Reproduce the full lecture transcript on the corporation and limited existence below, word for word, including its header lines.

*Text to read*.
_____

Subject: Systematic Theology

Lesson: Government

Genre: Speech

Track: 25

Dictation Name: 25 The Corporation and Limited Existence

Year: 1970’s

Our subject in this, our third session this evening is The Corporation and Limited Existence.

The word “corporation” and the concept of the corporation are both very important to us theologically. The word “corporation” comes from the Latin “corpus,” meaning, a body. The idea of a corporation can be found, to a limited degree, in Rome, but the essentials of the concept of the corporation as we know it in the modern world come to us straight out of the Bible. A corporation is a legal person. It is a body which has an existence even though the members thereof die. The church is a corporation. It is the body of Christ. The concept of a corporation, of course, goes back to the Old Testament. Israel, the Old Testament church, was a corporation, and as such, it was very often purged, captivity, judgment, and disasters of various sorts separated a sizable body of the people from Israel, but Israel as the City of God, continued, and Israel, as the new Israel of God, the church, the kingdom of God, continues.

Now, the state very early saw the threat in Christ and in Christianity, and the whole corporate concept of the church. Here is a transcendental power, that is, a power from beyond this world, a power that said it could not be touched, whose king was in heaven, and is in heaven, and governs from there, and so the state reacted in two ways. First, as with Rome in the early days, it warred against the church. It warred against any allegiance to Christ over the state, and this was the bitter conflict that led to persecutions and to martyrdom.

But then second, the state attempted not only to take over the church and to control it, but to take over the very doctrine of the corporation, and to become itself the corporation, the body of Christ. This doctrine persisted through the centuries, in fact, was developed. The language has changed now from what I am going to be describing in that the theological terminology, the open allusions to Christ have been dropped, but the concept of a corporation as a living person, above and beyond all individuals who are members of it, a legal person, is still basic to our thinking.

_____

*Stored rows*.
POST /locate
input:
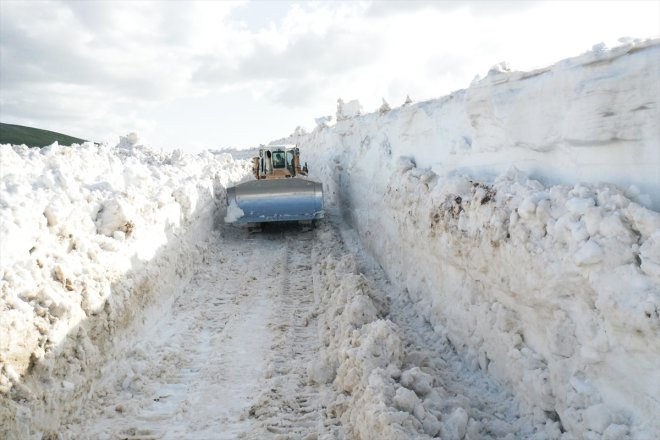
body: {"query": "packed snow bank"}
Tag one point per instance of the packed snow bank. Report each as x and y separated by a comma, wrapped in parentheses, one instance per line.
(89, 236)
(541, 274)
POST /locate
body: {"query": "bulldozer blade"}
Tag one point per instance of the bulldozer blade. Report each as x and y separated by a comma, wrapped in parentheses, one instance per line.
(276, 200)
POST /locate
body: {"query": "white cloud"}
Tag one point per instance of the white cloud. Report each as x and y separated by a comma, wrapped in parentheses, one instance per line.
(94, 69)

_____

*Reply*.
Subject: Systematic Theology

Lesson: Government

Genre: Speech

Track: 25

Dictation Name: 25 The Corporation and Limited Existence

Year: 1970’s

Our subject in this, our third session this evening is The Corporation and Limited Existence.

The word “corporation” and the concept of the corporation are both very important to us theologically. The word “corporation” comes from the Latin “corpus,” meaning, a body. The idea of a corporation can be found, to a limited degree, in Rome, but the essentials of the concept of the corporation as we know it in the modern world come to us straight out of the Bible. A corporation is a legal person. It is a body which has an existence even though the members thereof die. The church is a corporation. It is the body of Christ. The concept of a corporation, of course, goes back to the Old Testament. Israel, the Old Testament church, was a corporation, and as such, it was very often purged, captivity, judgment, and disasters of various sorts separated a sizable body of the people from Israel, but Israel as the City of God, continued, and Israel, as the new Israel of God, the church, the kingdom of God, continues.

Now, the state very early saw the threat in Christ and in Christianity, and the whole corporate concept of the church. Here is a transcendental power, that is, a power from beyond this world, a power that said it could not be touched, whose king was in heaven, and is in heaven, and governs from there, and so the state reacted in two ways. First, as with Rome in the early days, it warred against the church. It warred against any allegiance to Christ over the state, and this was the bitter conflict that led to persecutions and to martyrdom.

But then second, the state attempted not only to take over the church and to control it, but to take over the very doctrine of the corporation, and to become itself the corporation, the body of Christ. This doctrine persisted through the centuries, in fact, was developed. The language has changed now from what I am going to be describing in that the theological terminology, the open allusions to Christ have been dropped, but the concept of a corporation as a living person, above and beyond all individuals who are members of it, a legal person, is still basic to our thinking.